_EXTRACT TO READ_:

01 September 2024

What a wonderful attitude

"Among all those we have heard about and known, among all the past and present dwellers in the village I think the most remarkable was the blind naturalist, Annie Edmond.  Even when she was past ninety, by feel and smell, she would identify wildflowers brought to her.  By hearing she would identify birds.  By feeling their bark and listening to the sound of the wind in their foliage, she would identify trees.....

She was nine years old when the blizzard of 1888 stuck and she remembered vividly how great rollers, pulled by oxen, packed down the snow to open the roads for sleighs.  Her memory for details of long-past events was particularly clear and accurate.  This proved a great boon during the last twenty years of her life after unsuccessful eye operations had left her in darkness.

"In my life," she said, "I am so glad I stocked my mind with pleasant things to remember and think about."

_DATA EXTRACT_:
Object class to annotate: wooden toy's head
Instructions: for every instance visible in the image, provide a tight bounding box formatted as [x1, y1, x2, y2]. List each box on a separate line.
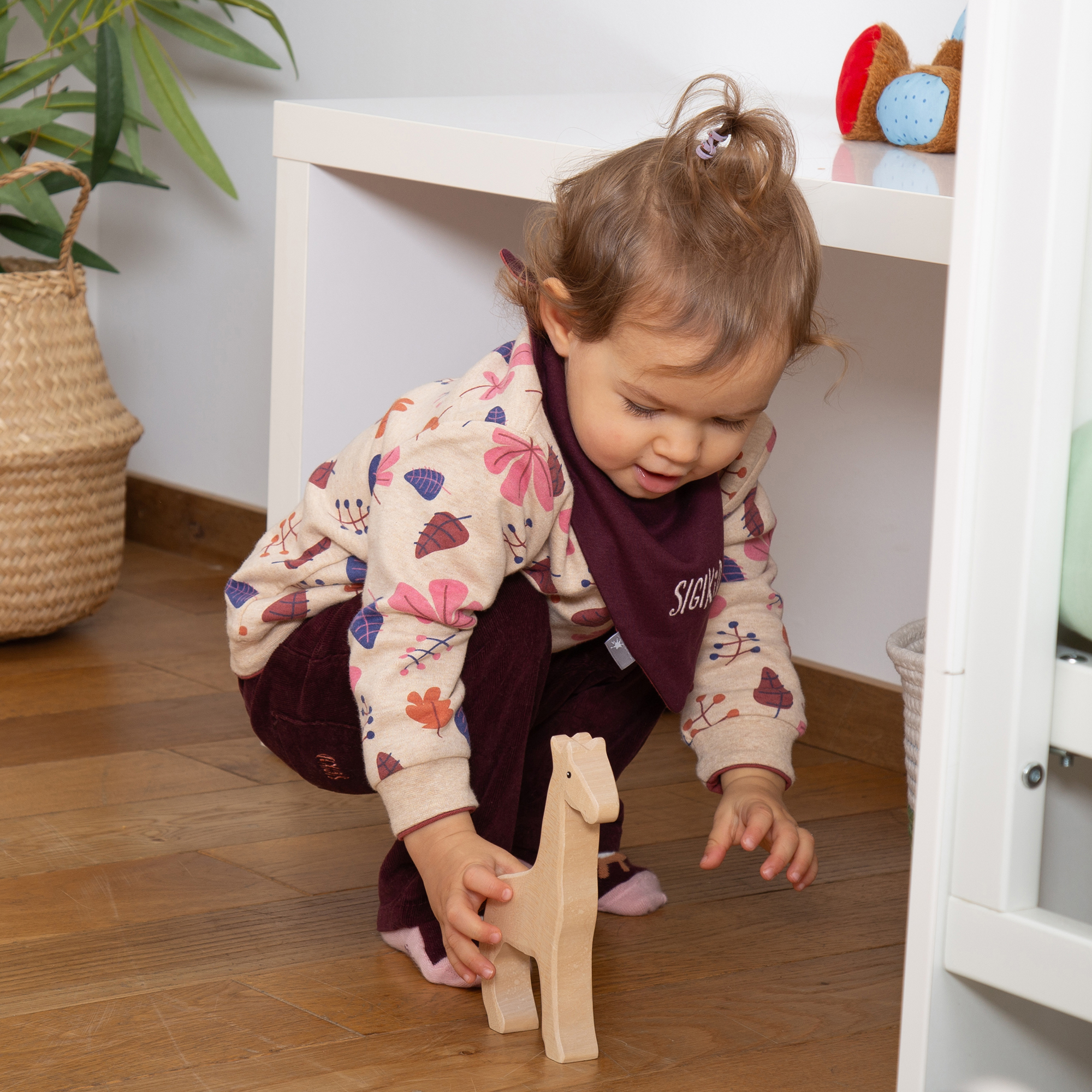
[550, 732, 618, 823]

_REQUIREMENTS_: Write what comes next in the passage on the blind naturalist Annie Edmond, starting after its final sentence. The listing was drawn from a separate source.

_RESULT FOR THIS TASK_:
Many of those things concerned nature.  From time to time Nellie and I used to take her "olfactory bouquets" made up of sweetfern, spicebush, yarrow, catnip, sassafras, bayberry, and other leaves and plants whose fragrance would bring back recollections of her earlier days in the out-of-doors...
Excerpted from an old favorite book - Edwin Way Teale's A Naturalist Buys an Old Farm (1974).  More tidbits to follow after I finish my re-read.

2 comments:

  1. The basic truth of happiness is not striving for a goal where you think it’ll be, but enjoy what you have.
    Catchy sayings like, “Love the one you’re with”, and “It could be so much worse”, came from grasping the logic. We often dismiss those phrases as frou-frou but they evolved from sound thinking.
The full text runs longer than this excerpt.